■ **PASSAGE FOR REVIEW**
--- START ---

There are additional reasons why the human consumer should avoid high-dose supplements. A comprehensive review [21] of a large number of clinical studies examining the effect of antioxidant and/or carotenoid supplements on chronic diseases demonstrated opposite effects dependent on dosage. Supplements doses similar to, or up to a few times higher than, the US daily recommended allowance (RDA) typically had positive effects (reducing disease risk), while higher doses had no effect on disease risk, and extremely high doses, above ten times the RDA, had negative effects (increasing disease risk) [21]. Some studies have reported benefits of lutein and zeaxanthin supplements (10–20 mg daily; [23,24]) for AMD patients, while other studies reported no benefits of 6 mg lutein combined with vitamins and minerals [25]. More research is needed to further explore effects of different doses of supplementation for patients already diagnosed with eye disease.

--- END ---

■ **RECORD EXTRACTS**
--- START ---

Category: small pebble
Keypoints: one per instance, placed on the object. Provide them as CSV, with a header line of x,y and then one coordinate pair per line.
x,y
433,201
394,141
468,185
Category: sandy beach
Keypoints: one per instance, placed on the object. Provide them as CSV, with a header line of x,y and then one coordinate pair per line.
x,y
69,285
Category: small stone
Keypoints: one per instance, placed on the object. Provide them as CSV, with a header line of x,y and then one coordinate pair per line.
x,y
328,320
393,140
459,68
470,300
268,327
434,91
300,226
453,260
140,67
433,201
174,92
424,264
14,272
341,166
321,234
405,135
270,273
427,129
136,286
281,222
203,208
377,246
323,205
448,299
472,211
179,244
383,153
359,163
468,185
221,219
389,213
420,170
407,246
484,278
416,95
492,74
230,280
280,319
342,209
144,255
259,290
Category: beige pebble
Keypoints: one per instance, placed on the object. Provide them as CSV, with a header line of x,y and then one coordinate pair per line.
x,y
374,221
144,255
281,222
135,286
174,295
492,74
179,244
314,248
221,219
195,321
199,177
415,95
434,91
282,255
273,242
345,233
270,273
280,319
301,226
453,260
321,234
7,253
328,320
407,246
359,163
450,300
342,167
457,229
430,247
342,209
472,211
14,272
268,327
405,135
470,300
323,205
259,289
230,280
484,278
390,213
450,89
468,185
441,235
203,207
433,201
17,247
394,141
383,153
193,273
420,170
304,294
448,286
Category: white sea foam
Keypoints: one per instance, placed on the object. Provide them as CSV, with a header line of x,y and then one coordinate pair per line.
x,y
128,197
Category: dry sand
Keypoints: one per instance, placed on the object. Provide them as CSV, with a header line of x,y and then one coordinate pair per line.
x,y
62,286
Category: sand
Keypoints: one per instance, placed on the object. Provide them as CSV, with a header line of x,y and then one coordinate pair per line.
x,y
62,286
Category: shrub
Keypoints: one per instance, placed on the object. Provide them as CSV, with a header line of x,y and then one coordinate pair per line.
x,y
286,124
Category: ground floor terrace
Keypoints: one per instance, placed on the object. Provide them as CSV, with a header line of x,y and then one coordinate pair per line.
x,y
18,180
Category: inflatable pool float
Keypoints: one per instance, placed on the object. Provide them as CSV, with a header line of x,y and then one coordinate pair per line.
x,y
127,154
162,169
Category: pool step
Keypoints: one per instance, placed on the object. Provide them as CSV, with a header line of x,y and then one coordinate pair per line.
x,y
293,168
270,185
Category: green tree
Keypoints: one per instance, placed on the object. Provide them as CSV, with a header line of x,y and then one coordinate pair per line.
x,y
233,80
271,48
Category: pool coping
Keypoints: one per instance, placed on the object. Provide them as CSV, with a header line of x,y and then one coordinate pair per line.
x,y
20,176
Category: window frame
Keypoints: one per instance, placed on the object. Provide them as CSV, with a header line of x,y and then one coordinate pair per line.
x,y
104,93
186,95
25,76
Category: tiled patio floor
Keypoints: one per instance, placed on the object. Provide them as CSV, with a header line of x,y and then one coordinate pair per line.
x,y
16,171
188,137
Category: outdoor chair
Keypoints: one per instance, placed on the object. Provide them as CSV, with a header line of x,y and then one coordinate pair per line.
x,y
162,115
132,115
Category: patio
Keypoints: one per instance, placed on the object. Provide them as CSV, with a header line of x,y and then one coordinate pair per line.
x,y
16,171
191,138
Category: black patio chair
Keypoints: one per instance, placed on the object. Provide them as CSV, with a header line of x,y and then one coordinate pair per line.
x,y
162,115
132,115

--- END ---

■ **WORK TASK**
In the passage on supplement dosage, what effect did extremely high doses, above ten times the RDA, have on disease risk?

■ **WRITTEN RESPONSE**
They had negative effects, increasing disease risk.